▸ Exercise objective
Restate the data word for word and leave the images out.

▸ Material supplied
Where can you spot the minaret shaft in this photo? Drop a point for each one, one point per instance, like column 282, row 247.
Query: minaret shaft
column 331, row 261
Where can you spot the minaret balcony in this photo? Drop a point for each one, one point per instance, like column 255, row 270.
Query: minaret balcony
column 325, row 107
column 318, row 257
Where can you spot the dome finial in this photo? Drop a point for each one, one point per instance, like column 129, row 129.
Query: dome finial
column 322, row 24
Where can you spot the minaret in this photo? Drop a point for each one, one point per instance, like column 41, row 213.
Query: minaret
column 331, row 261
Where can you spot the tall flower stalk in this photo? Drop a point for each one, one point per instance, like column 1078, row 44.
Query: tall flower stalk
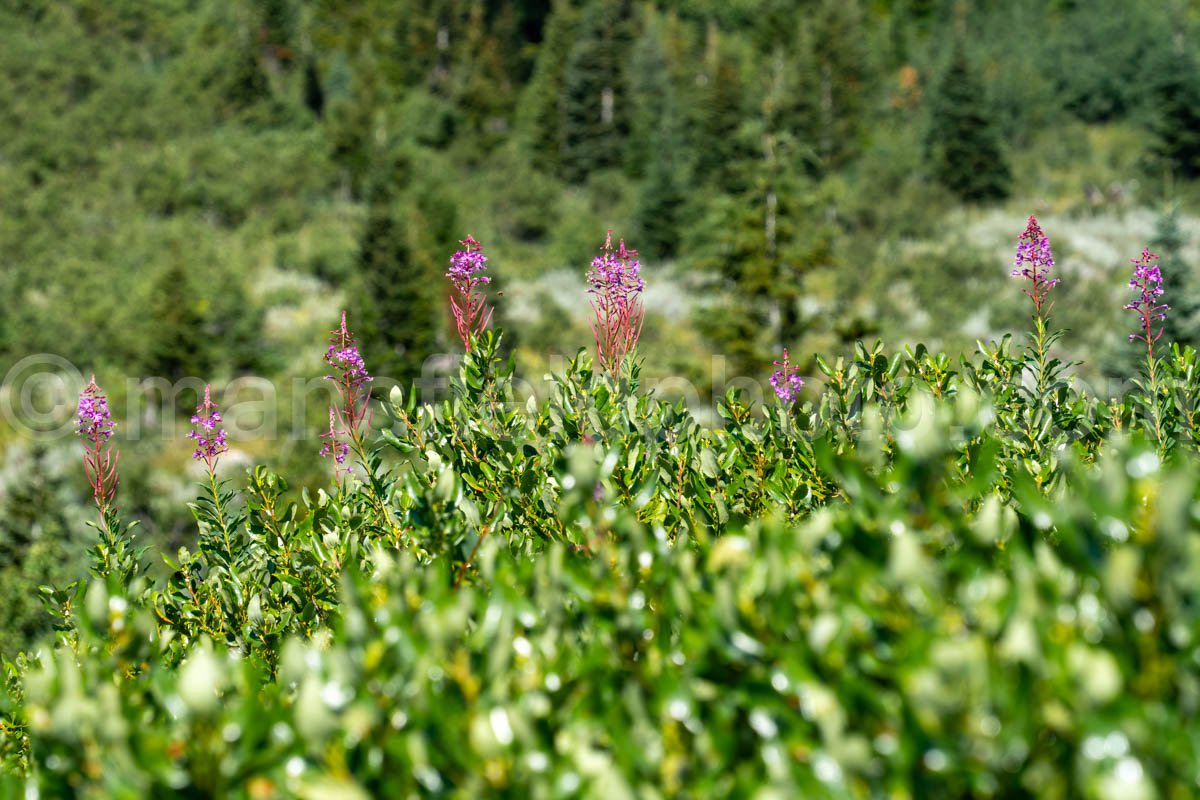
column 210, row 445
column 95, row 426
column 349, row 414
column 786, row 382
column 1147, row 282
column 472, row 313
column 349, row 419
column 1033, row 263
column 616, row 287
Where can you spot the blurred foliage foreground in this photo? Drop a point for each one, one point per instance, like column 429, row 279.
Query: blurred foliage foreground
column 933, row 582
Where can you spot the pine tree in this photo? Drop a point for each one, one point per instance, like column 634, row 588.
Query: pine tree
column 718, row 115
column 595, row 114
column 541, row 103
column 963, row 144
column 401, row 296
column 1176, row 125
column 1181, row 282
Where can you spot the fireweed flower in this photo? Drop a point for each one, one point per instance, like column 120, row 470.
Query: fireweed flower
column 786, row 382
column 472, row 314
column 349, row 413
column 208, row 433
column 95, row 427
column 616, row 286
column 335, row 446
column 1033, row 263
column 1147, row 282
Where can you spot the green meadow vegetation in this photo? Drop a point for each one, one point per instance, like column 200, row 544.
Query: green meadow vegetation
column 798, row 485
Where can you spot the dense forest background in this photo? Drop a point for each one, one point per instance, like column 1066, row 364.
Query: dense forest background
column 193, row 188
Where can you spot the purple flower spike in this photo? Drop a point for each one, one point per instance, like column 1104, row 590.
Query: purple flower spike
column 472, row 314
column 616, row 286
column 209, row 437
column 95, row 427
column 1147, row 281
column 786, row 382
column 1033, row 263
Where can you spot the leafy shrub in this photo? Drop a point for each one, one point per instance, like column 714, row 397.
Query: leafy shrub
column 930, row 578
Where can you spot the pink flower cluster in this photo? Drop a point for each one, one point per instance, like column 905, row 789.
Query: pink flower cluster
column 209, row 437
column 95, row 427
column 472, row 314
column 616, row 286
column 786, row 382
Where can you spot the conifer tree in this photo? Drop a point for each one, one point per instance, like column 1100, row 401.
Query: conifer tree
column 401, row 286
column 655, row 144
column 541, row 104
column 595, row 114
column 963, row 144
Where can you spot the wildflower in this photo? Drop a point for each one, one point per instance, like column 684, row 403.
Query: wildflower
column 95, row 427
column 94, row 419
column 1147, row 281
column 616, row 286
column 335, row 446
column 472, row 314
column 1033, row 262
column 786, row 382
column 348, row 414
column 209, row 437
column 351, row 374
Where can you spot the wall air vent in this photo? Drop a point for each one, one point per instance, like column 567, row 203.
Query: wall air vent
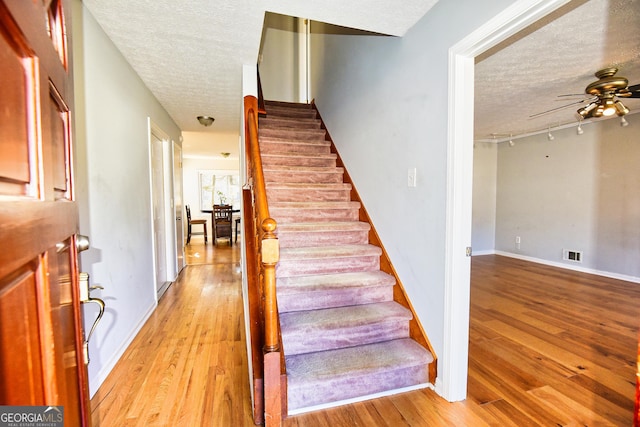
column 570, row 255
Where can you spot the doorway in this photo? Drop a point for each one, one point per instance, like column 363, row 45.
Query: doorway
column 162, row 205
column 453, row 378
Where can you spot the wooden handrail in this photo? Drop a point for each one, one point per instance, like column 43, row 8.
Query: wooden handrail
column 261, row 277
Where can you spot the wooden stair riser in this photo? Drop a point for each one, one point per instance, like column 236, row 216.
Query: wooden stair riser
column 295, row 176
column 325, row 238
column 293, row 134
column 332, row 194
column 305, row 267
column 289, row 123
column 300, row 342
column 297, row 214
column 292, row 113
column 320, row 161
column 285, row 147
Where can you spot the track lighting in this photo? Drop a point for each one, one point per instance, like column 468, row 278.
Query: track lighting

▸ Written response
Where can you spot the minaret shaft in this photo? Drop a point for each one, one point per instance, like column 282, row 247.
Query: minaret shaft
column 331, row 261
Where can you spot the minaret balcony in this photo? Drop a point for each one, one point per instance, like column 255, row 270.
Query: minaret balcony
column 325, row 107
column 318, row 257
Where can you spot the dome finial in this photo? Drop a point for each one, one point per instance, like column 129, row 129.
Query: dome finial
column 322, row 24
Where can you spot the minaret in this photo? Drop a point for each one, one point per instance, like column 41, row 213.
Query: minaret
column 331, row 261
Where can you spot the tall flower stalk in this photo? Drop a point for each one, one point per instance, like column 1078, row 44.
Query: tall flower stalk
column 210, row 445
column 95, row 426
column 349, row 414
column 786, row 382
column 1147, row 282
column 472, row 313
column 349, row 419
column 1033, row 263
column 616, row 287
Where can you spot the blurred foliage foreground in this photo? Drop a point for each one, one point per instance, like column 429, row 279.
Query: blurred foliage foreground
column 933, row 582
Where can you spot the pine tree in this photo? Drop a point for each one, one point per instance, like column 634, row 588.
Query: pine tree
column 718, row 115
column 595, row 114
column 541, row 103
column 963, row 144
column 401, row 296
column 1176, row 125
column 1181, row 282
Where can you spot the fireweed flower in this photo? Drop a point for each one, one point per instance, like column 120, row 470.
Query: fireweed flower
column 786, row 382
column 472, row 314
column 349, row 413
column 208, row 433
column 95, row 427
column 616, row 286
column 335, row 446
column 1033, row 263
column 1147, row 282
Where can you spot the green meadow vegetation in this photo? Drop a point for each one, one point per instance, like column 200, row 544.
Query: green meadow vegetation
column 798, row 485
Where can you spot the dense forest background in this photo? Drop a point for each one, one point per instance, like column 1066, row 364.
Query: dense forest background
column 193, row 188
Where can you spot the purple flower spike in this photo? Drop a point for each one, one point per instance, like column 1104, row 590.
Query: purple flower spike
column 472, row 314
column 616, row 286
column 209, row 437
column 95, row 427
column 1147, row 281
column 786, row 382
column 1033, row 263
Where can you spot the leafy shrub in this photo? Drop a point for each one, one point per instance, like column 714, row 397.
Query: leafy shrub
column 930, row 578
Where can you spot the pink flower cluster in this photo? Drop a point for each one, one point per instance, like column 905, row 789.
Query: pink flower cluster
column 209, row 437
column 95, row 427
column 472, row 314
column 616, row 286
column 786, row 382
Where can you spot the conifer tree in this photo? Drop a point for each one, one point per instance, like column 1100, row 401.
Query: conifer tree
column 401, row 286
column 655, row 144
column 541, row 104
column 595, row 114
column 963, row 144
Where can you spot the wildflower in this photo? Drop a point for each one, one point per instance, like column 684, row 403.
Query: wildflower
column 95, row 427
column 94, row 419
column 1147, row 281
column 616, row 286
column 335, row 446
column 472, row 314
column 1033, row 262
column 786, row 382
column 348, row 414
column 209, row 437
column 351, row 374
Where can you spot the wall air vent in this photo? Drop a point for each one, one point per instance, like column 567, row 203.
Query: wall air vent
column 570, row 255
Where can you spot the doorway in this photo? Drop a point for each one, one point per instance, like column 363, row 45.
Query: doorway
column 162, row 205
column 453, row 378
Where can you spot the wooden handrail in this photo? Drop a point for each one, one point per instance, like column 43, row 8.
Query: wooden handrail
column 261, row 277
Where can you spot the wooden stair riser in this photo? Drop a point for each one, one point per instance, like column 236, row 216.
Query: wooden stair riser
column 295, row 176
column 325, row 238
column 293, row 134
column 332, row 194
column 305, row 267
column 289, row 123
column 300, row 342
column 297, row 214
column 292, row 113
column 320, row 161
column 285, row 147
Where can you spot the track lighting in this photo? Drop a point for each one, one point per instance, like column 468, row 278.
Query: track lighting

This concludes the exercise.